Supplied entries.
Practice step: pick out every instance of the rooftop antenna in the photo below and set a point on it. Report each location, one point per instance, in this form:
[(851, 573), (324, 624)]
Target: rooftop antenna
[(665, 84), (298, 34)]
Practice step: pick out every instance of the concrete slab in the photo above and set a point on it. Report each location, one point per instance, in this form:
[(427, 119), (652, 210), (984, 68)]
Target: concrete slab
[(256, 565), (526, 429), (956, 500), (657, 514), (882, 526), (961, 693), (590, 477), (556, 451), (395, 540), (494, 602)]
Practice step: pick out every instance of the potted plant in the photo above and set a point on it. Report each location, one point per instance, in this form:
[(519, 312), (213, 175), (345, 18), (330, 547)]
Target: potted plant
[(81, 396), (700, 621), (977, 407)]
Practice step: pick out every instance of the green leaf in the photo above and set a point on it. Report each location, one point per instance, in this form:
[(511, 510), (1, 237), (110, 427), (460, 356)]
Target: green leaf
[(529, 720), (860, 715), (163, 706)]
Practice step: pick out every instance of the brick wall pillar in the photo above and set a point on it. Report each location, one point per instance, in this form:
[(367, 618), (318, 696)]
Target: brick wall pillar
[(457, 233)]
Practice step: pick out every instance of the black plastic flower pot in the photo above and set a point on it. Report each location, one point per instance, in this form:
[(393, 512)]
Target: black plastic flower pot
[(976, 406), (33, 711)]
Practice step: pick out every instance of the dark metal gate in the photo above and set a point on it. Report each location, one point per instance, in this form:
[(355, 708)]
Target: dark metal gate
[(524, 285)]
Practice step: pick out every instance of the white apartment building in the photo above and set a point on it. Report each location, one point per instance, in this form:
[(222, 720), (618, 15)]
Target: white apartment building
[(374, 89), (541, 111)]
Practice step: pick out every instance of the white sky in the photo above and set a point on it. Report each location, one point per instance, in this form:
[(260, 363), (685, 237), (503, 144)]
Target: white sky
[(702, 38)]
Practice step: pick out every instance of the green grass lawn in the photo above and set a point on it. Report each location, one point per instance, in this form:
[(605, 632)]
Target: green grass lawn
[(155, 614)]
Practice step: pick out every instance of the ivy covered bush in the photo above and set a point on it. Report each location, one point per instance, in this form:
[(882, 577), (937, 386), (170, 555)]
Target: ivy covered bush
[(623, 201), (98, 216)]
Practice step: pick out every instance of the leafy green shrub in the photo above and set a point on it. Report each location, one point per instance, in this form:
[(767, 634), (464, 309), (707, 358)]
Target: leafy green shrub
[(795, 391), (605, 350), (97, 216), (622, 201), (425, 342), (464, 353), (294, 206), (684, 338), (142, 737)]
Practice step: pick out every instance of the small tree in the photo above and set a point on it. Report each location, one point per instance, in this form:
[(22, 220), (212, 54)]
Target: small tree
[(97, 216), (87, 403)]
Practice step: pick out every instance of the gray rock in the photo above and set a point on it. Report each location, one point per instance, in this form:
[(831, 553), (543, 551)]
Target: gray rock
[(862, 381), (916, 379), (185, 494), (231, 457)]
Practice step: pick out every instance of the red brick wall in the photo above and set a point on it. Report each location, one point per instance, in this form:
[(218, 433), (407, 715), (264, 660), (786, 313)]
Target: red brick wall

Exercise task.
Retype the entries above without any change, starting at the line that contains "Practice step: pick out every instance of the white sky" and continuing through the last line of the entries, both ends included.

Solution to this task.
Practice step: pick out every instance of the white sky in the photo above and set a point on it. Report each location, one point per instance, in this form:
[(260, 363), (685, 237), (503, 144)]
Target: white sky
[(702, 38)]
Practice step: pick out every instance of the green grass lawn in the photo above and set a point on it. Report each location, one point per instance, in this form:
[(605, 632)]
Target: green grass lawn
[(155, 614)]
Practice step: pick out every instance of the ivy covered bush in the photo above and set a point on it. Report each location, one point per instance, in this form:
[(882, 577), (937, 386), (170, 555)]
Target: ivy covered bush
[(623, 201), (98, 216)]
Practice step: pick out every instance of the leafy green shrub in the photo above and set a point on it. Report each location, one point per instance, in this form:
[(767, 634), (464, 309), (707, 358)]
Target: leafy green shrub
[(795, 391), (605, 350), (97, 216), (622, 201), (425, 342), (464, 353), (294, 206), (684, 338), (142, 737)]
Practice step: pick out every instance of the small tree in the photo above and set a point on it. Report each location, one point per instance, in this form:
[(22, 220), (212, 54)]
Target: small tree
[(97, 216), (87, 403)]
Practice step: pick out every instance of the gray rock in the photo above and set a point on it. Report each location, one point per instance, in this form:
[(831, 553), (543, 551)]
Target: gray rock
[(862, 381), (916, 379), (185, 494), (231, 457)]
Practice step: pick out every instance of the red brick wall in the photo above and set a point on it. Report each location, one point per instance, in this form:
[(218, 433), (407, 715), (264, 660), (786, 313)]
Target: red brick wall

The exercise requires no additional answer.